(Task): Copy out the stretch of entries from the line containing "Could you please indicate the turquoise" through the line containing "(1414, 165)", keeping every line, and add 51 to each number in the point coordinates.

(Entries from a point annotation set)
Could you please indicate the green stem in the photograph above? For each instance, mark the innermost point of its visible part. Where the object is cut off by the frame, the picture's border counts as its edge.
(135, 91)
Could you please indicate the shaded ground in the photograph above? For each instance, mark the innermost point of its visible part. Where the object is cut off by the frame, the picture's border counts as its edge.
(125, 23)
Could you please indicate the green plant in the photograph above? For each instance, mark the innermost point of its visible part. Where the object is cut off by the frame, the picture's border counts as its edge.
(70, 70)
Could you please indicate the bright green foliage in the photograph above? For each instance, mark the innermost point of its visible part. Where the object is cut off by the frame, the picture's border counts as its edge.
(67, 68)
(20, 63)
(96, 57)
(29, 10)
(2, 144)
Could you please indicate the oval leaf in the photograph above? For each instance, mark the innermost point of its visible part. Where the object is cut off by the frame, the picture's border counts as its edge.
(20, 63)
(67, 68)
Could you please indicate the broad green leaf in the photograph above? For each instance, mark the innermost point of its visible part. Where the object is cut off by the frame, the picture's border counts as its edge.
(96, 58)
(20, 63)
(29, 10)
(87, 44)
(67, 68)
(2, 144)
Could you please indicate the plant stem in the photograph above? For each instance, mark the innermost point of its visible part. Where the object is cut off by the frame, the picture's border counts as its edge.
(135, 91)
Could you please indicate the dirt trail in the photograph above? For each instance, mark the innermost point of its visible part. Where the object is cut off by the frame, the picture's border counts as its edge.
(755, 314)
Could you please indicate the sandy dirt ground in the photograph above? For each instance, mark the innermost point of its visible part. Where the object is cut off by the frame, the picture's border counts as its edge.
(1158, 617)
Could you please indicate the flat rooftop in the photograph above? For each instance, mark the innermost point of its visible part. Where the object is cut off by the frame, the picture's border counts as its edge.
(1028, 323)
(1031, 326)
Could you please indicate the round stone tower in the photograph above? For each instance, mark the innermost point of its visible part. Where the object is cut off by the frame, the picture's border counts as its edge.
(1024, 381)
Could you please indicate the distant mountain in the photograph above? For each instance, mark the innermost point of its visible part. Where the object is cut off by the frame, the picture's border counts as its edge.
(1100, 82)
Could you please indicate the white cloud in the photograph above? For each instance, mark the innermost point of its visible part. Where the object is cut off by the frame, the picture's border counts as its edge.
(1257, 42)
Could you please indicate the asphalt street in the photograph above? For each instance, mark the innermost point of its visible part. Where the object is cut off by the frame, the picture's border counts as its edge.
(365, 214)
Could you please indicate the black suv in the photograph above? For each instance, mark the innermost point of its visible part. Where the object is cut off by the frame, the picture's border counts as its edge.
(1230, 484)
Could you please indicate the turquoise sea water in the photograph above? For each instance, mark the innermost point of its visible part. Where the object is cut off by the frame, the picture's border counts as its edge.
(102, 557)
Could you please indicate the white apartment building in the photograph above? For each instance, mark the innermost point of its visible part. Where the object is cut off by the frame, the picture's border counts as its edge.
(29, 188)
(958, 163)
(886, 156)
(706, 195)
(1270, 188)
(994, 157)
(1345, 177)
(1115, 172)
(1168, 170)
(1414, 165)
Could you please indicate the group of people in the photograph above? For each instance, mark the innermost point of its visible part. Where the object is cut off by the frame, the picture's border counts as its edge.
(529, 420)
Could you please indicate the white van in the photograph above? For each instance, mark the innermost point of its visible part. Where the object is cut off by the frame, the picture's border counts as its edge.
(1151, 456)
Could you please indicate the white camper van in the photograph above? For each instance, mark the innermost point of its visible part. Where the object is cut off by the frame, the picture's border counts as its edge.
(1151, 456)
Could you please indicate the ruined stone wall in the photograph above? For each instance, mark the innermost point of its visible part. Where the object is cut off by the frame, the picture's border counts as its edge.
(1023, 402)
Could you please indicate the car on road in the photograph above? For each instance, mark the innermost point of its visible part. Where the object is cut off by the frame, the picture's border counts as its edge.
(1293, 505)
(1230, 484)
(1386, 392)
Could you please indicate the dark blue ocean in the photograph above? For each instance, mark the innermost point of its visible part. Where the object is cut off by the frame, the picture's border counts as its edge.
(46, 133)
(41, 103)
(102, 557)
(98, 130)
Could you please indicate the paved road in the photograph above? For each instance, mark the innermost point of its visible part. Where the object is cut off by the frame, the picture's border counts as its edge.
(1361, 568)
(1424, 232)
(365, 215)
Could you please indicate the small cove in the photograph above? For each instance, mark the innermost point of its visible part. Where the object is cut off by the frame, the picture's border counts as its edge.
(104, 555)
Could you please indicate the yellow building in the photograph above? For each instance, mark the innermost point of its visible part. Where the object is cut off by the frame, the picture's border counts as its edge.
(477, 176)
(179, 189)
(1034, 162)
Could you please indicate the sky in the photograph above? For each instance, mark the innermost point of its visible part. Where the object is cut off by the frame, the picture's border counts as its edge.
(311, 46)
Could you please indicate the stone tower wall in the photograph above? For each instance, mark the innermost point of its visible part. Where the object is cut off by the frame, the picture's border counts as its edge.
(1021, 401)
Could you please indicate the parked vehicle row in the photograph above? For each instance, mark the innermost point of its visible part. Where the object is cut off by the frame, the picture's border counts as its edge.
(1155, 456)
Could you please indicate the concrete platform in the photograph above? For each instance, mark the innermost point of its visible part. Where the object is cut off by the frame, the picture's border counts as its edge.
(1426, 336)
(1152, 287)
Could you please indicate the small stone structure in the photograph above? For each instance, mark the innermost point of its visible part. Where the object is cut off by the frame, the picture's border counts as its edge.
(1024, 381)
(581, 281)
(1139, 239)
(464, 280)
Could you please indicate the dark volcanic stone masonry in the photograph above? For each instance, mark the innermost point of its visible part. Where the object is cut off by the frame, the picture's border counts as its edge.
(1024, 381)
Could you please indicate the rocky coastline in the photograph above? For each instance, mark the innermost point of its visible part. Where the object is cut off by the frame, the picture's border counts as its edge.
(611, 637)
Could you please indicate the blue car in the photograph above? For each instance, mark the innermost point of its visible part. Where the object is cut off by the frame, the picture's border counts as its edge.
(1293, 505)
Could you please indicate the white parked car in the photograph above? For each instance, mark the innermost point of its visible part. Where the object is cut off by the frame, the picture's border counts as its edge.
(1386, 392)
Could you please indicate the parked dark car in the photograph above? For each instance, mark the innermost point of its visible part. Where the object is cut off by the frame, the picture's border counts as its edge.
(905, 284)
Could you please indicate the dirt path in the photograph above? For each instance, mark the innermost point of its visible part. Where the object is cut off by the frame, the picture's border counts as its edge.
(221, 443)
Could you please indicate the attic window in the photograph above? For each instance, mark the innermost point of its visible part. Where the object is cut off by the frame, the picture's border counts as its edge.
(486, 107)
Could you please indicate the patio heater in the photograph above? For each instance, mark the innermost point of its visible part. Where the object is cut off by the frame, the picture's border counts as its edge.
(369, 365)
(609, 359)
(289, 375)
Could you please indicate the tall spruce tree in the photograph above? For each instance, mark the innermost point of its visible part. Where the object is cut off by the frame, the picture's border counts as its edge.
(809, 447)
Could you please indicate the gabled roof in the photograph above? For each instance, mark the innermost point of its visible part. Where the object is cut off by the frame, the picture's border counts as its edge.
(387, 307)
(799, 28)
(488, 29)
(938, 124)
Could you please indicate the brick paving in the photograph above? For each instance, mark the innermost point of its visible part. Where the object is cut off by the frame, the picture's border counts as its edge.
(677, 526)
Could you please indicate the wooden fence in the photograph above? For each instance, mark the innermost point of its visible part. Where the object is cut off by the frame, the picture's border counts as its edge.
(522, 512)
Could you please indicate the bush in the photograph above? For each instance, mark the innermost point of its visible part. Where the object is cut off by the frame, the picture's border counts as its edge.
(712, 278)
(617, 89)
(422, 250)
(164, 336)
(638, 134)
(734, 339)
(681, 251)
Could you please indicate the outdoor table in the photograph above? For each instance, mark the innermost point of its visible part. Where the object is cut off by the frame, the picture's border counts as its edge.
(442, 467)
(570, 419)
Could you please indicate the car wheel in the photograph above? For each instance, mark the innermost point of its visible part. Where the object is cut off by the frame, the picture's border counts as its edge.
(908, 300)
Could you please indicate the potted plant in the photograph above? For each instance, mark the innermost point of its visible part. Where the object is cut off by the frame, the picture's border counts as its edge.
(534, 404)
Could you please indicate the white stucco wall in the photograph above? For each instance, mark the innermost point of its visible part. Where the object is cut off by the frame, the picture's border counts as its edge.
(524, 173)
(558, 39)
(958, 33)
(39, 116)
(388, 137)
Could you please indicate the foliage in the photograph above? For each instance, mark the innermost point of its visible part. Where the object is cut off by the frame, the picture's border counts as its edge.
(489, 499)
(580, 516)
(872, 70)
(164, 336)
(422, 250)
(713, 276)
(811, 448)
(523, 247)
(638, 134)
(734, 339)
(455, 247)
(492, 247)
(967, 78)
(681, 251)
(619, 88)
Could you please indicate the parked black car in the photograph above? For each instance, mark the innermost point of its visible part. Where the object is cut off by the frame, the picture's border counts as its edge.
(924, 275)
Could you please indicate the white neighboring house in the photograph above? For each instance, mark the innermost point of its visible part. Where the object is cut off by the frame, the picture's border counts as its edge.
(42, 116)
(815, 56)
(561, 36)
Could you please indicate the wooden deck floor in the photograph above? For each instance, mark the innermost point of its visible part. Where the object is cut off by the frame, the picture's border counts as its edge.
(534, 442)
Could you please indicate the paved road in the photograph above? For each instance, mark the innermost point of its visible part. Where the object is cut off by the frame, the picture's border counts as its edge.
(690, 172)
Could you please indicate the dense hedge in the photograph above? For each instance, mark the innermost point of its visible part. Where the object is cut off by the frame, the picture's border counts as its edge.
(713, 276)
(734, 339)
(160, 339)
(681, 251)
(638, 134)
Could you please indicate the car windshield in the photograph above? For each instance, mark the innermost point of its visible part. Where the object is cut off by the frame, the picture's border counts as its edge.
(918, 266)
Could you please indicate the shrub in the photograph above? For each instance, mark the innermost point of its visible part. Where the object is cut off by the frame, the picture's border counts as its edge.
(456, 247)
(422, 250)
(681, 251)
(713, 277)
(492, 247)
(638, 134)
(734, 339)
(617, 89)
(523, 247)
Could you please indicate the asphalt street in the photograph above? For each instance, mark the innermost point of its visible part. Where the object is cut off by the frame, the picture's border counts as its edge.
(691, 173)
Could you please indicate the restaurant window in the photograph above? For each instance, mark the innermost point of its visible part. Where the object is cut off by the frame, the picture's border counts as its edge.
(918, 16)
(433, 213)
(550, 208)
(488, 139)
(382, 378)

(Correct output):
Could you please indicate the turquoise sea water in the photograph above? For each instance, mark the innermost point of its visible part. Where the object is cut off by the frame, the picture's border counts as its edge.
(153, 608)
Could you please indicate the white apartment building in the photograph above? For each instance, mark the innermost point of its visible part. Where the object is cut off by the frame, the picture's border counts as its edge.
(80, 239)
(1009, 214)
(937, 207)
(757, 246)
(1321, 239)
(1045, 208)
(1396, 228)
(1166, 223)
(1219, 221)
(1465, 216)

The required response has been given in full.